## Check your understanding
A. Translate into French the following sentence from the text below on azole antifungal resistance: "Azole antifungal drugs inhibit an essential enzymatic reaction in ergosterol biosynthesis."
B. Quote every sentence in the text below on azole antifungal resistance that contains the name "Cyp51".
***** Selected text *****
Regulatory Mechanisms Driving Azole Antifungal Resistance

Current estimates suggest that more than 1.5 million people die of fungal diseases each year. The dark figure however seems to be much higher. A large proportion of deaths are attributed to infections caused by species of the genus Aspergillus. Treatment of the disease, generally termed aspergillosis, is limited to only three major drug classes. The most widely used antifungal agents belong to the class of azoles. Worryingly, an increase and world-wide distribution of resistance to this drug class developed into a serious threat to public health and is of particular danger for immunocompromised patients. Limited treatment options and the widespread occurrence of resistance highlight the urgent need to take action and drive forward antifungal research in order to combat fungal infections. Azole antifungal drugs inhibit an essential enzymatic reaction in ergosterol biosynthesis. Ergosterol has a similar function to cholesterol in human cells and the inhibition of this specific step, which is catalyzed by the enzyme Cyp51, blocks fungal growth. Predominant mechanisms of resistance are based on the elevated expression of Cyp51. Due to the fact that currently employed azole drugs target Cyp51, isolates with increased production of the enzyme display increased resistance to most clinically administered azoles. Over the past years, further ergosterol biosynthesis enzymes have been identified that drive resistance when their activity is increased. A central goal of this project illustrates the molecular elucidation of azole resistance mechanisms in Aspergillus. A major emphasis will be on mechanisms that are based on altered expression of ergosterol biosynthesis genes, which can be a result of mutations within regulatory DNA elements thereof. Using newly established molecular tools including a multigene expression platform in Aspergillus, a particular focus of this project is on the investigation of resistance mechanisms that underlie differential expression of multiple genes. Outcomes of this project are anticipated to contribute to the optimization and development of novel therapeutic strategies against aspergillosis.
***** Collected material *****
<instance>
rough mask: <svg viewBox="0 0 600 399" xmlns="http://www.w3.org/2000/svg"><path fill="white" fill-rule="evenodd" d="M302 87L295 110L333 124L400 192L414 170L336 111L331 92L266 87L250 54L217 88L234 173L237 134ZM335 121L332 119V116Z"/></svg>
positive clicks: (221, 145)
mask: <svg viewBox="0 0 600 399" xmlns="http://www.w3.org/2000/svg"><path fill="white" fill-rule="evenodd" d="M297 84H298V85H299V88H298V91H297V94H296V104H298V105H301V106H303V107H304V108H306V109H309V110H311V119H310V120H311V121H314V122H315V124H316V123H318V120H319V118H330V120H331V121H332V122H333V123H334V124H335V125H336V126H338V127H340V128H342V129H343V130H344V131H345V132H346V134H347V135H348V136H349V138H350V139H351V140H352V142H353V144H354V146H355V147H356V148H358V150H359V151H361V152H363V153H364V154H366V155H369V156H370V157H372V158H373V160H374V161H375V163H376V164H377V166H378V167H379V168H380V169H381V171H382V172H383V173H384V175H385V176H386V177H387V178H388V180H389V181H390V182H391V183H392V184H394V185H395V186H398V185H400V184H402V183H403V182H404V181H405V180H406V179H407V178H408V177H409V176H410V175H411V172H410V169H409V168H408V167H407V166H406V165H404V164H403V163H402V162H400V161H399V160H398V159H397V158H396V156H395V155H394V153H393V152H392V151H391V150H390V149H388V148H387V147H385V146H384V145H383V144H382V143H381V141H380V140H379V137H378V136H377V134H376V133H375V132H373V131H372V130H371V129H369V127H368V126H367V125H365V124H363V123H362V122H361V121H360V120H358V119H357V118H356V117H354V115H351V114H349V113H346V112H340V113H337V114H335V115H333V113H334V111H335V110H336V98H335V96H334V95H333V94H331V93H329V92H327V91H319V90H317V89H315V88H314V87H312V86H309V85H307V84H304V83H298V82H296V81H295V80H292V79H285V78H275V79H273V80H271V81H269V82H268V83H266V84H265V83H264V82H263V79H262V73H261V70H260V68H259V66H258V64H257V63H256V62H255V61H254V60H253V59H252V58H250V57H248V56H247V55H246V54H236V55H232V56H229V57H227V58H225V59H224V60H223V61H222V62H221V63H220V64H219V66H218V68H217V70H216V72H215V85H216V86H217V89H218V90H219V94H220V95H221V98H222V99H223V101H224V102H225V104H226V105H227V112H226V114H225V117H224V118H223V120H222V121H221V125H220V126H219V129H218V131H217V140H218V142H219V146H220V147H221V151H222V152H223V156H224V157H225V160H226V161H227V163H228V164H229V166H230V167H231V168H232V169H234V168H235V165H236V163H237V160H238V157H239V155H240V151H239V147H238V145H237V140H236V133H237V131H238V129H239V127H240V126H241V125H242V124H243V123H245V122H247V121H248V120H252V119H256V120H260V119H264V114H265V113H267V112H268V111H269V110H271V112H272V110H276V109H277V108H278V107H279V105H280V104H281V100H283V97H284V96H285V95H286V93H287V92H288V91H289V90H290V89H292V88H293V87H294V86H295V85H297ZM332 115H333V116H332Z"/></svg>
*****
## Replies
A. Les médicaments antifongiques azolés inhibent une réaction enzymatique essentielle de la biosynthèse de l'ergostérol.

B.
- Ergosterol has a similar function to cholesterol in human cells and the inhibition of this specific step, which is catalyzed by the enzyme Cyp51, blocks fungal growth.
- Predominant mechanisms of resistance are based on the elevated expression of Cyp51.
- Due to the fact that currently employed azole drugs target Cyp51, isolates with increased production of the enzyme display increased resistance to most clinically administered azoles.